DIRECTIONS |
Name each person and each insurance company mentioned in the article on the automobile coverage dispute.

SELECTED PASSAGE |
──────

December 19, 2010

Appellate Court Considers Question Not Raised By Either Insurer In Automobile Coverage Dispute

While driving his Chevy, Brian Berry hit Lisa Villarreal. Founders Insurance had issued automobile insurance that covered Berry ‘s Chevy. Berry also had an insurance policy with Mid-Century Insurance. Berry thought the Mid-Century policy covered his Dodge. But the policy listed the Chevy as the covered vehicle.

Villareal, who was injured in the accident, sued Berry. Founders settled that case on Berry’s behalf, and paid Villareal $100,000. Founders then found itself in a lawsuit with Mid-Century over which company had to pay the $100,000. Both Founders and Mid-Century asked the trial court for summary judgment. The trial court gave Founders summary judgment, and ruled that Mid-Century owed half the settlement paid to Villareal as equitable contribution.

Mid-Century appealed the ruling. Mid-Century raised two issues in the appellate court that focused on whether there was compliance the Mid-Century policy. Founders responded to those arguments. But the First District Illinois Appellate Court ruled there was a threshold issue that neither insurer raised in the trial or appellate courts: whether the Mid-Century policy even covered the Chevy.

──────

RAW DATA |
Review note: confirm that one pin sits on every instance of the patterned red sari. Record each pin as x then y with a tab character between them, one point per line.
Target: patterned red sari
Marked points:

──────

ANSWER BELOW |
Brian Berry, Lisa Villarreal, Founders Insurance, Mid-Century Insurance